Преврати строки всех записей ниже в нумерованный список, пропустив пустые строки. Картинки в ответ не включай.
============
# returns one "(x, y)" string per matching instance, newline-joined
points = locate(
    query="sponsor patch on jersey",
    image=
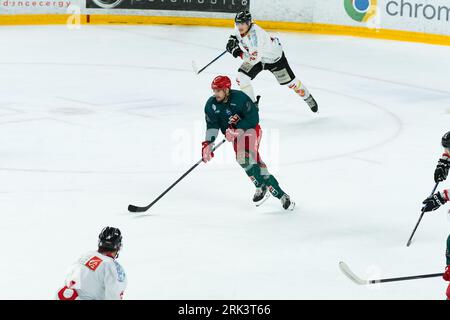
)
(93, 263)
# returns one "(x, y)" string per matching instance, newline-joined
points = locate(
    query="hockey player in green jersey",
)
(237, 117)
(435, 201)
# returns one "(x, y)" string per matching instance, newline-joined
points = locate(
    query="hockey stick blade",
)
(194, 67)
(346, 270)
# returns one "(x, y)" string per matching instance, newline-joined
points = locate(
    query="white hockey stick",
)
(346, 270)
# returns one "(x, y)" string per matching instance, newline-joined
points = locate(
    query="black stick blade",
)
(135, 209)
============
## Ответ ниже
1. # returns one "(x, y)" string per matching instance, newline-joined
2. points = locate(
3.     query="sponsor patch on jersey",
4.     image=
5. )
6. (93, 263)
7. # returns one "(x, y)" string per matching instance, newline-joined
8. points = locate(
9.     query="hockey player in green jersey",
10. )
11. (237, 117)
12. (435, 201)
13. # returns one "(x, y)" string per matching instance, newline-joined
14. points = locate(
15.     query="hockey stick blade",
16. )
17. (194, 67)
18. (346, 270)
19. # returns one "(x, y)" string per matching instance, newline-joined
20. points = locate(
21.     query="white hockey stick",
22. )
23. (346, 270)
24. # returns one "(x, y)" string per matching instance, newline-joined
25. points = locate(
26.     query="black stick blade",
27. )
28. (135, 209)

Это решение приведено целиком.